## AIM OF THE EXERCISE
Change "metal pommel handle" to "steel pommel grip" in the lines starting at the first line below and ending at the line containing "275 84 L 283", keeping everything else the same. Return only those lines.

## RECORDS TO USE
- - -
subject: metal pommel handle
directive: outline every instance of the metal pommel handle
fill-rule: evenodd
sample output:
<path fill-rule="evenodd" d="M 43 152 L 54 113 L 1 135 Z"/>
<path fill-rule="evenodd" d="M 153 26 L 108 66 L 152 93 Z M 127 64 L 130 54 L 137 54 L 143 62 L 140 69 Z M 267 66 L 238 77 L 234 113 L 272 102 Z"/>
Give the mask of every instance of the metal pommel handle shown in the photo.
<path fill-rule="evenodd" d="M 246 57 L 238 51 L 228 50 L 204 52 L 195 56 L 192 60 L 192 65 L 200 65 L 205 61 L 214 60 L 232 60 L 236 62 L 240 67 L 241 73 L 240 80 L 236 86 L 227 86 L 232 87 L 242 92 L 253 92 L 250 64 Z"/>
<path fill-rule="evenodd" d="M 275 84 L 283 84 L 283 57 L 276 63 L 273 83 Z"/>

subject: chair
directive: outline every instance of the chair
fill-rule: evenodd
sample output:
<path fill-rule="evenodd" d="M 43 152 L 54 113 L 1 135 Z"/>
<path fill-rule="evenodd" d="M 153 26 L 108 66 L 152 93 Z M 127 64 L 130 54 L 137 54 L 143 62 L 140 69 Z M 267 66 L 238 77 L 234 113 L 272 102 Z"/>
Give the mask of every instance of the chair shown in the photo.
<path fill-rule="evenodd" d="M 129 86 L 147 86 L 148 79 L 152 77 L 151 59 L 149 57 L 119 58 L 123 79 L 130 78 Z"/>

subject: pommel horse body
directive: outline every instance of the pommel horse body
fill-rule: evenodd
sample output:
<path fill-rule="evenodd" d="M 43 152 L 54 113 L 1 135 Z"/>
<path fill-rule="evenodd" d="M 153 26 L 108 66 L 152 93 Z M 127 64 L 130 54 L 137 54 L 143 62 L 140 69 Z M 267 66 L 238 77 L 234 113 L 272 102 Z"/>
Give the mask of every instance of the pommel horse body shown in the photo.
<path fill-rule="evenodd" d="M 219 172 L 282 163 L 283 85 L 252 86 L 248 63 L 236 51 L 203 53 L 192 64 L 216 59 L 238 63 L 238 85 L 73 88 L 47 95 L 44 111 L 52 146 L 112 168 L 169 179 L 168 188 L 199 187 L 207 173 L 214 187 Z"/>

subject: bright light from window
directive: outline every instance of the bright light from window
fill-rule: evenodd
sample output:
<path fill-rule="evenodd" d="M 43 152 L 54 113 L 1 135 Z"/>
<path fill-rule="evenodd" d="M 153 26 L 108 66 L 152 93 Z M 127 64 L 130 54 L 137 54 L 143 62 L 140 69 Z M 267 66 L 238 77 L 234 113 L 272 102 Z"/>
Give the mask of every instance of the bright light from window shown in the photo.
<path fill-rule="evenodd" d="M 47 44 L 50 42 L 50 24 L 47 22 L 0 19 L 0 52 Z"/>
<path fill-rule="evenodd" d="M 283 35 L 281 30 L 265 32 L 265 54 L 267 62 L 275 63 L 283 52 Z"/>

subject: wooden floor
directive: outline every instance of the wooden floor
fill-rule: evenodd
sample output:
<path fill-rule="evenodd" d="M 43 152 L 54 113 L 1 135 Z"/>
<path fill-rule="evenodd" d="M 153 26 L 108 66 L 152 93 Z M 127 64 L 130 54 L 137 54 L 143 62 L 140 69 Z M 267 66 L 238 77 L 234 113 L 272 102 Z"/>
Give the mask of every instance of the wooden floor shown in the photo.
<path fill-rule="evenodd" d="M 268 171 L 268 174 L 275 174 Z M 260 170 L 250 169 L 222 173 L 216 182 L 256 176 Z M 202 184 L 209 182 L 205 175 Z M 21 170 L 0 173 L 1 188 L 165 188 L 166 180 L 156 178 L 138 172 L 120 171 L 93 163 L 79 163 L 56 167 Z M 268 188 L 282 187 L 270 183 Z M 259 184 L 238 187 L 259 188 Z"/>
- - -
## OUTPUT FOR THIS TASK
subject: steel pommel grip
directive: outline every instance of the steel pommel grip
fill-rule: evenodd
sample output:
<path fill-rule="evenodd" d="M 43 152 L 54 113 L 1 135 Z"/>
<path fill-rule="evenodd" d="M 153 26 L 108 66 L 152 93 Z M 127 64 L 130 54 L 137 54 L 143 62 L 140 69 Z M 267 66 L 238 77 L 234 113 L 272 102 Z"/>
Give the mask of every instance of the steel pommel grip shown in the photo.
<path fill-rule="evenodd" d="M 246 57 L 238 51 L 228 50 L 204 52 L 195 56 L 192 60 L 192 65 L 200 65 L 205 61 L 214 60 L 232 60 L 236 62 L 240 67 L 241 73 L 240 80 L 236 86 L 227 86 L 232 87 L 242 92 L 253 92 L 250 64 Z"/>
<path fill-rule="evenodd" d="M 275 84 L 283 84 L 283 57 L 276 63 L 273 83 Z"/>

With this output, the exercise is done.